Lines of data:
◇ ◇ ◇ ◇

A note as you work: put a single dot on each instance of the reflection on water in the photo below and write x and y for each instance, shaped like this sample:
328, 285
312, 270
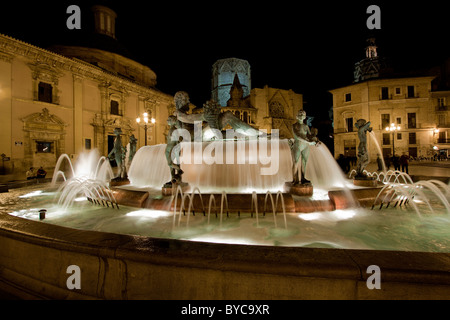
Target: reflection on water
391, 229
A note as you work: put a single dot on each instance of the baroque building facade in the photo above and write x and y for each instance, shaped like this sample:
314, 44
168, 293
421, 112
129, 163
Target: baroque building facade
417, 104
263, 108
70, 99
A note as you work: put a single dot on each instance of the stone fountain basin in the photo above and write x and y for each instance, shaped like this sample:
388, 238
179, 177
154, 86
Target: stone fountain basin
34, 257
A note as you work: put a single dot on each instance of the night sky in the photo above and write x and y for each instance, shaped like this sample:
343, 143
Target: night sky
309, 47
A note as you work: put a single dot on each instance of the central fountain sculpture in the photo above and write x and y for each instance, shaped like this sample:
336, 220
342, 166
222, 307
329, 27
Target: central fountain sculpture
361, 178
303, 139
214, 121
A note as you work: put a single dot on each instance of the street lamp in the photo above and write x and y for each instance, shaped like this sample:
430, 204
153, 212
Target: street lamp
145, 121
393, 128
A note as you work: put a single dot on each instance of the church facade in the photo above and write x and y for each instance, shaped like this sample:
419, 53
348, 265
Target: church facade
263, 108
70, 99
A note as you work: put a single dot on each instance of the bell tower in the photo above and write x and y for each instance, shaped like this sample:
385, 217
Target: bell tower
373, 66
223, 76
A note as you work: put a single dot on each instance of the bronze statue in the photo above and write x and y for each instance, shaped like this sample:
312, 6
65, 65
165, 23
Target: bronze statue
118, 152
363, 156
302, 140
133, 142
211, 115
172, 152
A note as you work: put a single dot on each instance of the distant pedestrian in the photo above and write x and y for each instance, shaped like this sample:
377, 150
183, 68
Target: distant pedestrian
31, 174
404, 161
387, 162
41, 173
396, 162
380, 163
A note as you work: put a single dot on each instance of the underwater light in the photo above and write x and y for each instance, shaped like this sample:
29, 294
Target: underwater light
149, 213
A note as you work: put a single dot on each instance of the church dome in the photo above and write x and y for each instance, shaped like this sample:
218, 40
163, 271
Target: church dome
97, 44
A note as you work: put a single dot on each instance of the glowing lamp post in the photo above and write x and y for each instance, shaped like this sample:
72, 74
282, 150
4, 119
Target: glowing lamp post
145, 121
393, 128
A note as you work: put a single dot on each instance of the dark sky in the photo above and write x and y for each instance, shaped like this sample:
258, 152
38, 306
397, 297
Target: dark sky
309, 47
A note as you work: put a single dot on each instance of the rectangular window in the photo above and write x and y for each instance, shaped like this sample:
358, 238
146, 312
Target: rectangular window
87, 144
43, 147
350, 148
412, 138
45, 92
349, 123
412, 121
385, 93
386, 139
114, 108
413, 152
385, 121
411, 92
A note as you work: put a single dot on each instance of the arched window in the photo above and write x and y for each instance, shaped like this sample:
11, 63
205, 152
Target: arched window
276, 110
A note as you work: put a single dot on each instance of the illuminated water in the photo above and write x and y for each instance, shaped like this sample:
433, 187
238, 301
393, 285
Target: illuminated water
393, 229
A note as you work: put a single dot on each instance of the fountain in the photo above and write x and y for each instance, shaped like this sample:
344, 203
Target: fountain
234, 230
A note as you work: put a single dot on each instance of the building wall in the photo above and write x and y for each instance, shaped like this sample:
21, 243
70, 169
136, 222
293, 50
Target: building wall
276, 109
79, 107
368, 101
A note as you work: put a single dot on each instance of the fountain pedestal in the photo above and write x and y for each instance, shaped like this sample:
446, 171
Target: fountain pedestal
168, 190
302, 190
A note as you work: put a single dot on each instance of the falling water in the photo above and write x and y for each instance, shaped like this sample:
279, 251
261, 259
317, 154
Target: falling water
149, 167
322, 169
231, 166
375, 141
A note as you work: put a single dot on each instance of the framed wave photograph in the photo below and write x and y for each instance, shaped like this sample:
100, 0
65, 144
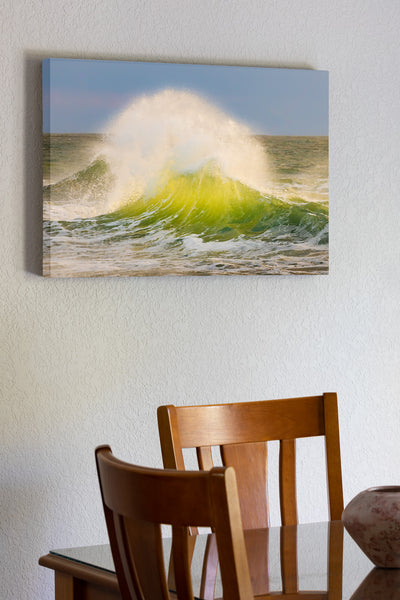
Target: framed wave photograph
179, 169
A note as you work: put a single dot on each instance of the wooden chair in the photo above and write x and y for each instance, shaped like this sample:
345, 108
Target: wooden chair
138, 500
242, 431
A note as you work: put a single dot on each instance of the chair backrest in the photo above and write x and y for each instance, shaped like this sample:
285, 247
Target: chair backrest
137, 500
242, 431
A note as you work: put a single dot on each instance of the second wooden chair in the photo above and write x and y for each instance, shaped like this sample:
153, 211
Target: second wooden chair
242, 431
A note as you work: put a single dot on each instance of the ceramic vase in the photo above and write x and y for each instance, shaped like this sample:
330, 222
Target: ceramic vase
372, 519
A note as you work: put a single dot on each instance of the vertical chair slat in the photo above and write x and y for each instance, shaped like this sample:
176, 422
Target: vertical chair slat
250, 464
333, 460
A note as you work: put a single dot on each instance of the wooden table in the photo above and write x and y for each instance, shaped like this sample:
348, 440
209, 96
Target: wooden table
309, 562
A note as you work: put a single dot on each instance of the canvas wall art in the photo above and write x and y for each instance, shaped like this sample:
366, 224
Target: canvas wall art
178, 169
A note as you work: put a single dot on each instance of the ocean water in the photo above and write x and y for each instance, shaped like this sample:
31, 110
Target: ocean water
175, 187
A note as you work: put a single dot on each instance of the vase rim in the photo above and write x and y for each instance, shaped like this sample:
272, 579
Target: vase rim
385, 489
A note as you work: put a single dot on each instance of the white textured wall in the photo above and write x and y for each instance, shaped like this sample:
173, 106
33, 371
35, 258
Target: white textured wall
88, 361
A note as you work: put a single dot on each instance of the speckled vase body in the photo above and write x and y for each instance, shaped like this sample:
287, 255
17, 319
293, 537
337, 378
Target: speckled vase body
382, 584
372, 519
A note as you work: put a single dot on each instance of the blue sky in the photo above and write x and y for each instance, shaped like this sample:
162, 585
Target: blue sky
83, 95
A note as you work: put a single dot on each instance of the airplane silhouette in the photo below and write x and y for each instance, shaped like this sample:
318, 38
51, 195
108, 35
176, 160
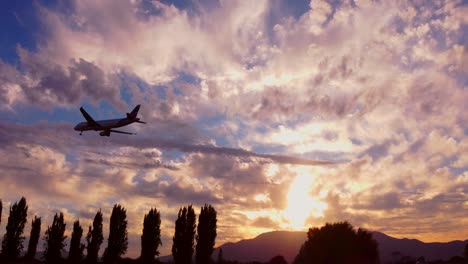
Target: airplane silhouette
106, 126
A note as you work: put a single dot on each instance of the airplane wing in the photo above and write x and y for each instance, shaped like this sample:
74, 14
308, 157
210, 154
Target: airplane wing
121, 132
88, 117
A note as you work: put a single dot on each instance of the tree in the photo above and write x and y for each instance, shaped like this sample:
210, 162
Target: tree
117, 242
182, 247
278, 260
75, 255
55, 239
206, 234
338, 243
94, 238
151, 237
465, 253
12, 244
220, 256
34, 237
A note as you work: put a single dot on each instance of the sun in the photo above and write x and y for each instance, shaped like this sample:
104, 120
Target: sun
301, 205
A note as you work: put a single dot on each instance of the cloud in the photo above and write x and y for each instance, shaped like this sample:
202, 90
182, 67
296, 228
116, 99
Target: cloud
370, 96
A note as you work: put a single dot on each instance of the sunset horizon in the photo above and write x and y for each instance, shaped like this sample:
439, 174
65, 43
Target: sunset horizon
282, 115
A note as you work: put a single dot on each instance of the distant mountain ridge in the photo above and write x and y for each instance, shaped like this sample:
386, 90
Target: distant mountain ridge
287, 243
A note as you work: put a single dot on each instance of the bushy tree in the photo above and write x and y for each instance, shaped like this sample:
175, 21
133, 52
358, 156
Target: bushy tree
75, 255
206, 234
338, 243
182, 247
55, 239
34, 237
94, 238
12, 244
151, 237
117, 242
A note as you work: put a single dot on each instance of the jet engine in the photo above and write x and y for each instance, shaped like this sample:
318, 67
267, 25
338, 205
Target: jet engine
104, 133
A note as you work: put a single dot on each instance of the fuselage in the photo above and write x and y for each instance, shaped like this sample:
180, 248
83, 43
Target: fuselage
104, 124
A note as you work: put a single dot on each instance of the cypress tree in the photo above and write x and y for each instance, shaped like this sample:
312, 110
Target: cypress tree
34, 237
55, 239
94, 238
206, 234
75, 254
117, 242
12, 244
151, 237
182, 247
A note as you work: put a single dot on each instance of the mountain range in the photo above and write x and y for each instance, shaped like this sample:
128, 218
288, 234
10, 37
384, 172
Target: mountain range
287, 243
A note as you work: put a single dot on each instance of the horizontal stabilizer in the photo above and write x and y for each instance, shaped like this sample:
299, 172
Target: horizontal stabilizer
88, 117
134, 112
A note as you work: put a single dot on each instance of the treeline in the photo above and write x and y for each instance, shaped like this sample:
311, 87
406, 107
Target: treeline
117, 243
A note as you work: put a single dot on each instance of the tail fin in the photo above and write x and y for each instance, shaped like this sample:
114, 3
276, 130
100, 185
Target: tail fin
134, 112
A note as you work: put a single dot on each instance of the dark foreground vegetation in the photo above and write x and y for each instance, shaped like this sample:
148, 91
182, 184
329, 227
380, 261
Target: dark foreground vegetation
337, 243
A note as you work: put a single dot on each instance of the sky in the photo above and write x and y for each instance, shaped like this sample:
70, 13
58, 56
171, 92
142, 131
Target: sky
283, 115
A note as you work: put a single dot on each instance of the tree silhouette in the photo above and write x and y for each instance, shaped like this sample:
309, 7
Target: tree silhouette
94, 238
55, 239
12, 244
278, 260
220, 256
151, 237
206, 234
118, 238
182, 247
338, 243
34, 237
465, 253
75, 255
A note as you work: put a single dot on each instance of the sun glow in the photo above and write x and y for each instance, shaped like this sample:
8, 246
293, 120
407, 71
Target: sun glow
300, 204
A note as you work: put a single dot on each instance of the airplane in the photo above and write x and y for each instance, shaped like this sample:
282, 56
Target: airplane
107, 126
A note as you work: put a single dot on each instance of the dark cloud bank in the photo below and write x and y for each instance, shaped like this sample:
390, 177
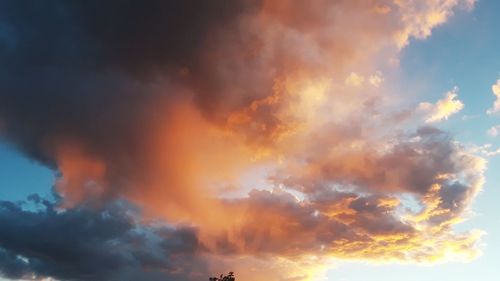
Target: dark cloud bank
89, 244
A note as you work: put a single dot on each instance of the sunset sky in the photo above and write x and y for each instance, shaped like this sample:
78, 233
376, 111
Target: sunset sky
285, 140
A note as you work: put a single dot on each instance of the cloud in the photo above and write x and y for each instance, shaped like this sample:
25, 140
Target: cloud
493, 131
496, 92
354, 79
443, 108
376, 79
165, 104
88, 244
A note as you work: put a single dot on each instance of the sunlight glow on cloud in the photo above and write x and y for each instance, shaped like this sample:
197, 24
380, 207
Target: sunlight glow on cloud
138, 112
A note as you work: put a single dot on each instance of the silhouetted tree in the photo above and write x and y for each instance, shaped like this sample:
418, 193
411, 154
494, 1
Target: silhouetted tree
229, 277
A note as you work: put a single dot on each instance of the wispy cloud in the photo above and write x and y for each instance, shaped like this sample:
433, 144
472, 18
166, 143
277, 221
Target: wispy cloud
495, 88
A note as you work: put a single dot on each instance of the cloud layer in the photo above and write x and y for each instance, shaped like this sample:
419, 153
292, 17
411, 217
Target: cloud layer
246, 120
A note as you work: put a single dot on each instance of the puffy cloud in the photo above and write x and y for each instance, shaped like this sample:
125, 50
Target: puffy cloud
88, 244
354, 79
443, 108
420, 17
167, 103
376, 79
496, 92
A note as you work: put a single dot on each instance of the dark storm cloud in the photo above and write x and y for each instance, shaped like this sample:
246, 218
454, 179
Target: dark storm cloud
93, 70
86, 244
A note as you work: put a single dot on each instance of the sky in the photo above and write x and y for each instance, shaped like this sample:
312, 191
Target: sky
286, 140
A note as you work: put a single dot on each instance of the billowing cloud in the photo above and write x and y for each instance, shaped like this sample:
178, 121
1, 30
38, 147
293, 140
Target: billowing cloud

◇ ◇ ◇ ◇

▶ [Directive] Everything from the line with "of the puffy" to the end of the listing above needs to be duplicated exactly, both end lines included, with nothing more.

▶ [Solution below]
A note as you work: put a single dot on each instance of the puffy cloud in the photo above and write x and y for each instance, shaped like this sample:
125, 50
Target: puffy cloud
88, 244
354, 79
443, 108
420, 17
167, 103
376, 79
496, 92
A note as you work: put a single dot on each instance of the dark storm cloud in the photo above and write x and y for each instance, shaped like this sample:
246, 218
454, 179
Target: dark storm cloud
93, 70
86, 244
A note as you work: put a single dot on each instance of the sky in the photo above and write x and y for each instance, shaped like this sample:
312, 191
Target: sky
286, 140
A note as you work: put a single dot on each instance of the billowing cloud in the photo above and write x and y for each instance, shaped like this sample:
178, 121
1, 30
38, 147
293, 140
Target: billowing cloud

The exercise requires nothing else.